### PROBLEM TO SOLVE
Could you give back every record below exactly, leaving out the pictures?

### DATA EXCERPTS

########################################

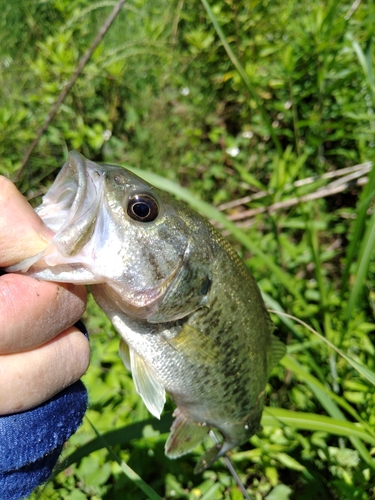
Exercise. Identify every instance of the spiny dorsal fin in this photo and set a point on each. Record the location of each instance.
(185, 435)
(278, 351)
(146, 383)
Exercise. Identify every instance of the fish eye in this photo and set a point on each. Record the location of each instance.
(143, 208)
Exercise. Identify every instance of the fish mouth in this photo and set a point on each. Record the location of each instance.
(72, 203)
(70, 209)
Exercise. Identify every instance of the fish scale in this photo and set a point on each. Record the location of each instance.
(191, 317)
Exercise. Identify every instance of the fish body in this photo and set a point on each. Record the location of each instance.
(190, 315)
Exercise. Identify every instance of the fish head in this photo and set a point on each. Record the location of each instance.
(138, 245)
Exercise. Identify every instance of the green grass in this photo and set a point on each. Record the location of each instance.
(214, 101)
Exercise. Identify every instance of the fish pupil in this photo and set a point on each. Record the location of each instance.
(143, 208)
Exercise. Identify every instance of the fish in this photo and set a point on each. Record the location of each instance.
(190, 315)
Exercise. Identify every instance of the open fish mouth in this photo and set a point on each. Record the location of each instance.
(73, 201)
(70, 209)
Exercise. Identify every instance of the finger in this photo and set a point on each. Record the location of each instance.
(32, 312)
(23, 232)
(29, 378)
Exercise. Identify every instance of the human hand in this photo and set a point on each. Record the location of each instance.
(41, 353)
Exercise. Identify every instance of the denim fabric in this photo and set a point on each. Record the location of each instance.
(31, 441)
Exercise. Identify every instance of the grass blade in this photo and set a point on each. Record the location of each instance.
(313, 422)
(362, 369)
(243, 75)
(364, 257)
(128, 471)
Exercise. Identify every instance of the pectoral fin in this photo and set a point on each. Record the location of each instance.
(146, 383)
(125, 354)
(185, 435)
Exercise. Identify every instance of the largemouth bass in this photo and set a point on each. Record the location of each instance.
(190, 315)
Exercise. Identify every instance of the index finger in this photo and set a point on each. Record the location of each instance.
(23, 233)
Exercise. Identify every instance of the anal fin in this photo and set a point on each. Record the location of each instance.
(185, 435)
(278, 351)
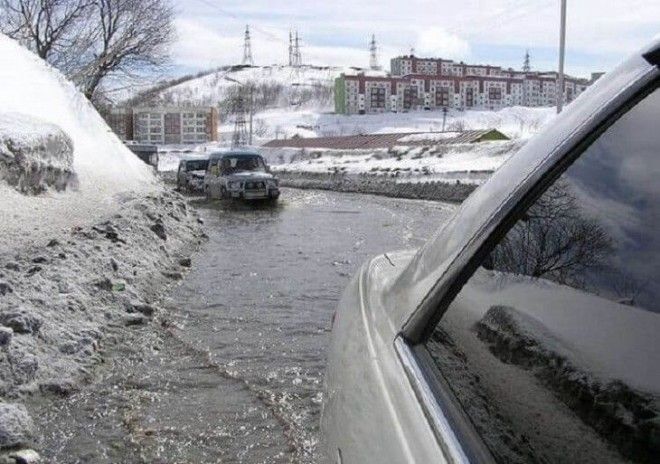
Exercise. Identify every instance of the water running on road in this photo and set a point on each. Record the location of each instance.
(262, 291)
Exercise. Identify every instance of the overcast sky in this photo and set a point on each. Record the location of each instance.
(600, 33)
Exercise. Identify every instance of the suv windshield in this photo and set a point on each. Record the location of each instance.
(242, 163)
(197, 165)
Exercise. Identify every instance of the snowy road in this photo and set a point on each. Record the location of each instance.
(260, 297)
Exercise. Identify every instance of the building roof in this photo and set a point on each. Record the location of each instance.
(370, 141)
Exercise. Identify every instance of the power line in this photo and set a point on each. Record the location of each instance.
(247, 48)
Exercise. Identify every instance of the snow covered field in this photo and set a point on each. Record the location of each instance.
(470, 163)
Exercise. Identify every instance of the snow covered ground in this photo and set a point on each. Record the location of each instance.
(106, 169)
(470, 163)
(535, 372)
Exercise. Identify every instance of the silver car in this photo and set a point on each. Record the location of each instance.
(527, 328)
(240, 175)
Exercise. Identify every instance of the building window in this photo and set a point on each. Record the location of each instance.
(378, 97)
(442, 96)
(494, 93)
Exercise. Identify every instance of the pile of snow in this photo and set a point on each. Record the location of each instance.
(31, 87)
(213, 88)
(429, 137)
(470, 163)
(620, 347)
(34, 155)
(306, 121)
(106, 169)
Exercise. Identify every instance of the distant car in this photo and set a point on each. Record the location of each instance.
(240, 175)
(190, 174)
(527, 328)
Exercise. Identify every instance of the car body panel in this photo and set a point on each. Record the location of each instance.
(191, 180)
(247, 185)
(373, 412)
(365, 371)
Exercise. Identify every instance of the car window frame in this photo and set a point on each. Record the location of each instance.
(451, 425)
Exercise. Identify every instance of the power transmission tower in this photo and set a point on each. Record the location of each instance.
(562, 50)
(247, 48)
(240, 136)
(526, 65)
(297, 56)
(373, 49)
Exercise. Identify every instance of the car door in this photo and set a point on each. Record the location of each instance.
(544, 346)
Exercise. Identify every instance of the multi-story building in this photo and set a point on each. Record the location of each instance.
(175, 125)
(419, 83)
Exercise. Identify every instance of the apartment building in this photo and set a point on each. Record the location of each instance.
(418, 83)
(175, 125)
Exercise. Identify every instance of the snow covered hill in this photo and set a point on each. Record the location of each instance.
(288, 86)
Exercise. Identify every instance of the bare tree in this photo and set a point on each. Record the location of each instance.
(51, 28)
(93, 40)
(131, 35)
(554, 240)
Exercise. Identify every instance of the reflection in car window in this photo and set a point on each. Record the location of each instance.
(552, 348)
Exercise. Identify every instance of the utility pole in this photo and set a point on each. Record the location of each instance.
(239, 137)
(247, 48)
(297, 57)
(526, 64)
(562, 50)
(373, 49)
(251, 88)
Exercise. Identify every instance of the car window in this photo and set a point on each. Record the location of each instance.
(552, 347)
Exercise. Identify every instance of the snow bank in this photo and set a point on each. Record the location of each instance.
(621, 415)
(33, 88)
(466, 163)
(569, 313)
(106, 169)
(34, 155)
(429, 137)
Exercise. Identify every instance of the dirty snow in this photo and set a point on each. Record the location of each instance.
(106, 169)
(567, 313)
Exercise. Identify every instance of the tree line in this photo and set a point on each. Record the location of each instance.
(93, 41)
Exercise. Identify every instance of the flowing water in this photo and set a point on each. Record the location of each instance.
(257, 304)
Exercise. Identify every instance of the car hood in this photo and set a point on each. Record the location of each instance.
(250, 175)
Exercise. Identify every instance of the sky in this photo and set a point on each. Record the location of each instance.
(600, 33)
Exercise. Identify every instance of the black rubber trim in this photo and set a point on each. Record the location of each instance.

########################################

### EXPECTED ANSWER
Exercise. Identify every instance of the spiny dorsal fin in this photo and set a point on each. Record the location of each instance.
(185, 435)
(278, 351)
(146, 383)
Exercise. Identify every instance of the fish eye in this photo and set a point on each. Record the location of each instance.
(143, 208)
Exercise. Identify every instance of the fish mouth in this photo and set a point on each. Record the location of each instance.
(72, 203)
(70, 209)
Exercise. Identify every instance of the fish scale in this photo and set a point on each. Record the location of each instance.
(191, 317)
Exercise. Identify every instance of the fish body in this photo and set a point on each. Record the location of each instance.
(190, 315)
Exercise. Identify every instance of the fish head in this photo and set a point on each. Record the location of each instance.
(138, 245)
Exercise. Identify every instance of the green grass in this photo and set a point on each. Record the location of each instance.
(214, 101)
Exercise. Identify every instance of the fish pupil in this photo and set a point on each. Record the location of each instance.
(143, 208)
Exercise. Identify every instance of the fish in this photo and set a point on each. Record the location of each instance.
(190, 315)
Exercise. Identify every instance of the open fish mouth in this photo and set a point on each. Record the location of each instance.
(73, 201)
(70, 209)
Exercise. Identify every instance of the finger in this photo and set a point on each. Record the location of each instance.
(32, 312)
(23, 232)
(29, 378)
Exercise. Identify every instance of the human hand in this photo and set a point on each. Record the location of each instance.
(41, 353)
Exercise. Identify every instance of the denim fabric in this photo and set a point on each. Record the location of each instance.
(31, 441)
Exercise. Identify every instance of the grass blade in this photo and set a point on each. Record the location of each instance.
(313, 422)
(362, 369)
(243, 75)
(364, 257)
(128, 471)
Exercise. Identify every instance of the pectoral fin in this photo and set a point on each. Record the location of each instance.
(146, 383)
(125, 354)
(185, 435)
Exercise. Identify every instance of the largemouth bass in this photo and set a point on each. Record the location of each instance.
(190, 315)
Exercise. Identify every instance of the index finger in this photo and set a point on each. Record the location of each instance.
(23, 233)
Exercise. Identify every instance of the anal fin in this photo and set a point on each. Record the location of each instance.
(185, 435)
(278, 351)
Exercise. Identify every instance of the water running on road in this photo and set a point on each. Record the location of each instance.
(262, 291)
Exercise. Identify every instance of the overcast sky in this photo and set a point on each. Record the location of each instance.
(600, 33)
Exercise. Identify every instance of the suv windshield in this photo and set a point on each. Record the location of each instance.
(242, 163)
(197, 165)
Exercise. Identify every instance of the snowy road in this photo and set a point on each. Record the location of each instance.
(260, 297)
Exercise. Identify every instance of the building roof in this photo and set a point on each. Record the location of each instance.
(370, 141)
Exercise. Identify every instance of the power line in this photo and set a point on each. Record the location of each instance.
(247, 48)
Exercise. Identify every instance of the snow covered field in this photo and set a point on each. Record the location of each instance.
(470, 163)
Exercise. Identify every instance of the snow covered ground in this photo and set a point on each. Record the location of each instance.
(106, 169)
(470, 163)
(535, 372)
Exercise. Identify every instance of the silver car in this photo and set a point on each. Record the location of each instance.
(527, 328)
(240, 175)
Exercise. Identify every instance of the building window in this photo and set a point on each. Record the location of each instance.
(378, 97)
(442, 96)
(494, 93)
Exercise. Identify every instance of the pile of snow in this photo and set a point on each. Record the location of each instance.
(31, 87)
(213, 88)
(429, 137)
(470, 163)
(620, 347)
(34, 155)
(306, 121)
(106, 169)
Exercise. Identify every instance of the distant car in this photo and set a point on each. Record the location of each instance.
(240, 175)
(190, 174)
(527, 328)
Exercise. Identify every instance of the car body panel in this photo and set a point on each. Record the location of each instance.
(191, 180)
(247, 185)
(373, 412)
(365, 371)
Exercise. Identify every instance of the car window frame in this photo and set a point on each. Record the location of each instance.
(451, 425)
Exercise. Identify every instance of the power transmission tower in this photo and set a point on each. Record the location of each instance.
(562, 50)
(247, 48)
(240, 136)
(526, 65)
(297, 56)
(373, 49)
Exercise. Identify every instance of the car door in this photo and set a point on each. Record the location of each instance.
(544, 346)
Exercise. Identify every instance of the multi-story building in this photo and set a point on each. Record the location of each instance.
(175, 125)
(419, 83)
Exercise. Identify every instance of the apartment building in this photo and set a point on each. Record the location of each instance.
(418, 83)
(175, 125)
Exercise. Identify every instance of the snow covered hill in this photo and set a point on each. Record the location of each instance.
(288, 86)
Exercise. Identify every instance of the bare tree in this photo and set a point on each. Record the location of each instance.
(51, 28)
(93, 40)
(131, 35)
(554, 240)
Exercise. Identify every instance of the reflection in car window in this photo and set a point on each. Record the location of each instance.
(552, 348)
Exercise. Identify every instance of the utility pole in this photo and set a point on each. Record the location of each instance.
(239, 137)
(247, 48)
(297, 57)
(526, 64)
(562, 50)
(373, 49)
(251, 88)
Exercise. Identify every instance of the car window in this photo and set a point on each. Record the location of each instance.
(552, 347)
Exercise. Identify every instance of the snow bank in this photo and set a point on each. Record the location of each instance.
(621, 415)
(33, 88)
(466, 163)
(569, 313)
(106, 169)
(34, 155)
(429, 137)
Exercise. Identify every instance of the dirty snow in this photo and set a point on each. Record the location of each instance.
(106, 169)
(567, 313)
Exercise. Identify every instance of the tree line in this photo and set a point on each. Record the location of each instance.
(93, 41)
Exercise. Identify every instance of the flowing water in this photo and set a point on each. Record the location of each instance.
(257, 304)
Exercise. Identify every instance of the car hood in this photo and set a point on each. Record the location of each instance.
(250, 175)
Exercise. Identify every instance of the sky in this photo and set a point on each. Record the location of each instance.
(600, 33)
Exercise. Identify every instance of the black rubber trim in this photo and set a point on each. Record the location of each instance.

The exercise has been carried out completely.